▶ **YOUR TASK**
Set down exactly the lines running from the line with "query: stack of paper" to the end of the listing below, both ends included.

** start DATA FOR THE TASK **

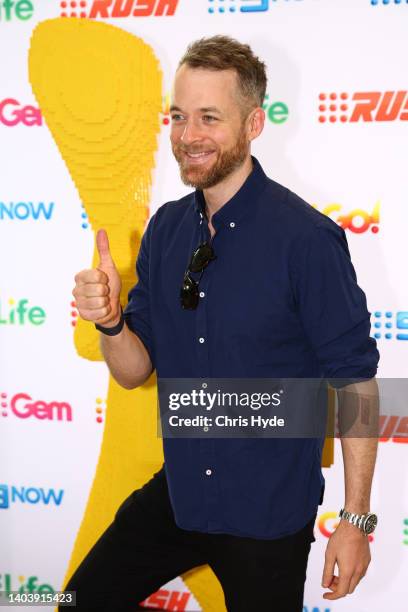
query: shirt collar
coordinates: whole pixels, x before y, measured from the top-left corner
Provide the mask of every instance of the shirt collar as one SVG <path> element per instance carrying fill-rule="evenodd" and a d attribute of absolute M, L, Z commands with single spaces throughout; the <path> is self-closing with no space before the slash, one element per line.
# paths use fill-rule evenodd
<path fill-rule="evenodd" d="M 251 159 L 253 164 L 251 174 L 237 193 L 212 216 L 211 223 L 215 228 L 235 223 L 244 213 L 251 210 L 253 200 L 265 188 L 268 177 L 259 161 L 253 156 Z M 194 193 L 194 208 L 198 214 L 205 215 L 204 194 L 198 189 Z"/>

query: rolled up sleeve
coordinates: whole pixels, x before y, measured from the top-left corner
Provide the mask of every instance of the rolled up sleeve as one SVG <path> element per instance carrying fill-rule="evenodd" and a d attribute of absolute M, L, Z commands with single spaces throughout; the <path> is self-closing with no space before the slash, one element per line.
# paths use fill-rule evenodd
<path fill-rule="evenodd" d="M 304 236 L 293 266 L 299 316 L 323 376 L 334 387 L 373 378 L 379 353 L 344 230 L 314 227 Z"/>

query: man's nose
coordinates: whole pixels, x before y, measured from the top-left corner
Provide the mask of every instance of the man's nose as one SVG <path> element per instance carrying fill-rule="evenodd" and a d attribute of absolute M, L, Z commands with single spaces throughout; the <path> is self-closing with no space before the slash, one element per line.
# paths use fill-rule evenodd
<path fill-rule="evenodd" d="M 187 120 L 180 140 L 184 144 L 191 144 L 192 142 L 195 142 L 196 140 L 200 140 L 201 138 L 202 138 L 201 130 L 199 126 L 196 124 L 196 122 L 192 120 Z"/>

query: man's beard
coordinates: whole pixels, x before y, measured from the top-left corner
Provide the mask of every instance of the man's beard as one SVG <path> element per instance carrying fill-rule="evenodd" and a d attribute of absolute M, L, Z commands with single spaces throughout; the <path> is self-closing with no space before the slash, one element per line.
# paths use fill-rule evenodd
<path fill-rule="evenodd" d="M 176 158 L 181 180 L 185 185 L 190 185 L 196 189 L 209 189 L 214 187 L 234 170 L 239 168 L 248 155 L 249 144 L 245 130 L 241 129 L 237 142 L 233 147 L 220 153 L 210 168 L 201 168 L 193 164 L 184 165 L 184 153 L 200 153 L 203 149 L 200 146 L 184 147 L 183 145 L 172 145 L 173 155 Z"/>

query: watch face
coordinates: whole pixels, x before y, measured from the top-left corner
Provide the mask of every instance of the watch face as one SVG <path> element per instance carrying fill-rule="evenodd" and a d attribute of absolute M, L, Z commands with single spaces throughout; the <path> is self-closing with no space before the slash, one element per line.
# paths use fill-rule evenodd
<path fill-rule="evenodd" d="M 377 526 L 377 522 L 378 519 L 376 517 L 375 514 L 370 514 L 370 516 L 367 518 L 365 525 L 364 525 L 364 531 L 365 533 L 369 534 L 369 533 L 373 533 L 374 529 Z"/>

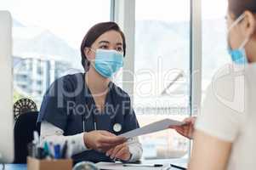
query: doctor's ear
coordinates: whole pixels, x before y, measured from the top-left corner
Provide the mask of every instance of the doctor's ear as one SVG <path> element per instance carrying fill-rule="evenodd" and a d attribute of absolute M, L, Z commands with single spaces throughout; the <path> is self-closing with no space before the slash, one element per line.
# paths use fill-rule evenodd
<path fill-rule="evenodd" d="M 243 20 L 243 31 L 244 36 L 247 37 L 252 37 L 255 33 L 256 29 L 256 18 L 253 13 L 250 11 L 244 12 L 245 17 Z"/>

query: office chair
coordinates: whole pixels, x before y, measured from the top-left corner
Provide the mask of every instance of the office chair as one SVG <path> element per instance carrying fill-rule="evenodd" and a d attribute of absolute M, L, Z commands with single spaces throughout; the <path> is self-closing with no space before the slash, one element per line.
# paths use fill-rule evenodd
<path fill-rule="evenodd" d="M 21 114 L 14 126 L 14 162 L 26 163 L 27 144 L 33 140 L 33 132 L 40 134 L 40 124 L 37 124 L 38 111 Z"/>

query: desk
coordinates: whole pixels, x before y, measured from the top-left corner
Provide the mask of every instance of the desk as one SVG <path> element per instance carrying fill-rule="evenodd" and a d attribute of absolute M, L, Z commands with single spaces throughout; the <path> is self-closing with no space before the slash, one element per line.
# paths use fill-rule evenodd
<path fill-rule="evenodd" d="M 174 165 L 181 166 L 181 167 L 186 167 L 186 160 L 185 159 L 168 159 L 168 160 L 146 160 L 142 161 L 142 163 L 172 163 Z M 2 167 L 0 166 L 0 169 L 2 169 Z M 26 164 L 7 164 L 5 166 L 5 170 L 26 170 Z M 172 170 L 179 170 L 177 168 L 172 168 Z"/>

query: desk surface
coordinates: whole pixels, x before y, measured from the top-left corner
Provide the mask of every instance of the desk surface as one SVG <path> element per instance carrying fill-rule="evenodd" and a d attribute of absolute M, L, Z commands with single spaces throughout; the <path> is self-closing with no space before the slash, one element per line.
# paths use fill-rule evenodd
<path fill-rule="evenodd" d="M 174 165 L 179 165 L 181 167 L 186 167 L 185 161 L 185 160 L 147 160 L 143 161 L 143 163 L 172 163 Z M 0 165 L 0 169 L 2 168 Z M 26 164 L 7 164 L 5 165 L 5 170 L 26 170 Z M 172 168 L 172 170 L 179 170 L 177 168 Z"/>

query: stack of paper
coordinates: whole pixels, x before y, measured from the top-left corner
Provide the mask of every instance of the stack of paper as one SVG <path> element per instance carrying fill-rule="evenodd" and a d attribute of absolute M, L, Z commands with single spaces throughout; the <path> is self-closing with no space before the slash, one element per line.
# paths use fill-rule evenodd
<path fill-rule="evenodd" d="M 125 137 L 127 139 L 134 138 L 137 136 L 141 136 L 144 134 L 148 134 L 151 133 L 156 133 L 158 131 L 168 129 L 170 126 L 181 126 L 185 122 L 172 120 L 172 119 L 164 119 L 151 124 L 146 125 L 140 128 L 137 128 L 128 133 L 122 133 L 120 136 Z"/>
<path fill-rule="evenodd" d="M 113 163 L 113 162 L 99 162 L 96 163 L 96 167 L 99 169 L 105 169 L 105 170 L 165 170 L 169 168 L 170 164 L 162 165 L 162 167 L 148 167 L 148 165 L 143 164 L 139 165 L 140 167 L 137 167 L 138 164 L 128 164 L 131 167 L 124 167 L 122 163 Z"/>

** end DATA FOR THE TASK **

▶ **OUTPUT FOR THIS TASK**
query: stack of paper
coordinates: whole pixels, x before y, measured from the top-left corner
Provide the mask of every instance of the stack of paper as one SVG <path> element per instance carrying fill-rule="evenodd" and a d attribute of absolute M, L, Z commands with single spaces throughout; the <path> is self-closing with no space before the slash, one element per line.
# paths use fill-rule evenodd
<path fill-rule="evenodd" d="M 125 137 L 127 139 L 134 138 L 137 136 L 141 136 L 144 134 L 148 134 L 151 133 L 156 133 L 158 131 L 168 129 L 170 126 L 181 126 L 185 122 L 172 120 L 172 119 L 164 119 L 151 124 L 146 125 L 140 128 L 137 128 L 128 133 L 122 133 L 120 136 Z"/>
<path fill-rule="evenodd" d="M 113 163 L 113 162 L 99 162 L 96 163 L 96 167 L 99 169 L 105 169 L 105 170 L 165 170 L 169 168 L 170 164 L 162 165 L 162 167 L 148 167 L 148 165 L 143 164 L 139 165 L 140 167 L 137 167 L 138 164 L 128 164 L 131 167 L 124 167 L 122 163 Z"/>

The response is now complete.